• **DOCUMENT**:
....................

Wednesday, February 22, 2023

Booknotes: The Fifth Border State

New Arrival:
The Fifth Border State: Slavery, Emancipation, and the Formation of West Virginia, 1829–1872 by Scott A. MacKenzie (WVU Press, 2023).

From the description: "Every history of West Virginia’s creation in 1863 explains the event in similar ways: at the start of the Civil War, political, social, cultural, and economic differences with eastern Virginia motivated the northwestern counties to resist secession from the Union and seek their independence from the rest of the state." The most recent book following this vein that I've read is Seceding from Secession: The Civil War, Politics, and the Creation of West Virginia (2020). Offering a very different version of West Virginia's origins, Scott MacKenzie's new interpretation found in his book The Fifth Border State: Slavery, Emancipation, and the Formation of West Virginia, 1829–1872 "corrects earlier histories’ tendency to minimize support for slavery in the state’s founding."

From an outside perspective gained only through popular and scholarly secondary works, it seems odd and rather strikingly reductive to try to argue that the predominant driving force behind the West Virginia statehood movement was to protect slavery, but McKenzie claims just that, this conclusion derived from his "use of previously neglected evidence and reassessment of existing materials." In the author's view, the common belief that western Virginia citizens of 1861 were different from those living in the existing Border States when it came to attitudes toward slavery has been based on "narrow and unrepresentative sources"(pg. 6).

....................

• **RECORDS**:

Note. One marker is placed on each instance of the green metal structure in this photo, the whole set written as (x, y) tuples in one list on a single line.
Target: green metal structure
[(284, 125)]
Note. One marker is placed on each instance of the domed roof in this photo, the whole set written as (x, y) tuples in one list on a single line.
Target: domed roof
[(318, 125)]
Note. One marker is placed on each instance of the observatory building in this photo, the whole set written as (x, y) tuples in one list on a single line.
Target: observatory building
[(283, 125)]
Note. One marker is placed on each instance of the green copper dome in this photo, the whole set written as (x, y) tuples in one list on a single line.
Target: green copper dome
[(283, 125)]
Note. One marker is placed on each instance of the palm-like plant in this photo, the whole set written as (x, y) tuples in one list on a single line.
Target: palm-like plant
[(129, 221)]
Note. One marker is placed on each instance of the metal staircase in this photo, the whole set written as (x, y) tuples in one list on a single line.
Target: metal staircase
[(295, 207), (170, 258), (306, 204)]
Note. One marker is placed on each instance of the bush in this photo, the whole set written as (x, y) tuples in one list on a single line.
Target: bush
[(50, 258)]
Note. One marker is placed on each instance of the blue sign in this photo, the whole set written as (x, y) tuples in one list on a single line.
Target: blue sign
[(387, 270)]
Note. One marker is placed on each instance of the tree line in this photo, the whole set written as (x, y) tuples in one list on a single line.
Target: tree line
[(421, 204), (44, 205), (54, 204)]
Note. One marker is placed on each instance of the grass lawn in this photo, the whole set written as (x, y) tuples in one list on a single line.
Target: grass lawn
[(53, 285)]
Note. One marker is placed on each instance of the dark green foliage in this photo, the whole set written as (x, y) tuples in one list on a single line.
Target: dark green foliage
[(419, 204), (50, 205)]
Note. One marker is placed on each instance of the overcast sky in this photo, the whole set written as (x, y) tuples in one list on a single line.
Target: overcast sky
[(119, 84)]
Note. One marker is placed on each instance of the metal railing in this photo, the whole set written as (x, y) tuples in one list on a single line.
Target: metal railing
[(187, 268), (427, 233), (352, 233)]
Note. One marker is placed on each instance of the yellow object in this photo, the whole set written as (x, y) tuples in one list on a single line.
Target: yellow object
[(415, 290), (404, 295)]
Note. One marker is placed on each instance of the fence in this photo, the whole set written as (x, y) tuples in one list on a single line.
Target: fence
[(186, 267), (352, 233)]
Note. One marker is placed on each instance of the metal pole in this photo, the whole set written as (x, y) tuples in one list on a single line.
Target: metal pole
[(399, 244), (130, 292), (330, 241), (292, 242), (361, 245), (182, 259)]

....................

• **GOAL**:
Carry the book notice on The Fifth Border State forward from the point where it stops. The items that come after the book notice are independent material and do not belong to it.

• **TASK RESULT**:
More from the description: In The Fifth Border State, MacKenzie "argues that West Virginia experienced the Civil War in the same ways as the border states of Missouri, Kentucky, Maryland, and Delaware. Like these northernmost slave states, northwestern Virginia supported the institution of slavery out of proportion to the actual presence of enslavement there. The people who became West Virginians built a new state first to protect slavery, but radical Unionists and escaping slaves forced emancipation on the statehood movement."

The early-chapter discussions of the periods 1829-1851 and from there to the secession crisis argue that the western counties and the rest of the state "reconciled" over the "common ground of slavery," that rapprochement hardening during the turbulent 1850s. According to Mackenzie, the statehood movement's Conservative Phase (discussed in Chapter 4) solidified during the period August 1861-February 1862 before ultimately giving way to the Radical Phase between March 1862 and June 1863 (Chapter 5). Chapter 6 reviews the "consequences of emancipation for the new state," and the epilogue discusses how the alliance between conservative Unionists and ex-Confederates "redeemed" West Virginia in the same ways that it did in fellow border states Missouri and Maryland (pg. 7-8).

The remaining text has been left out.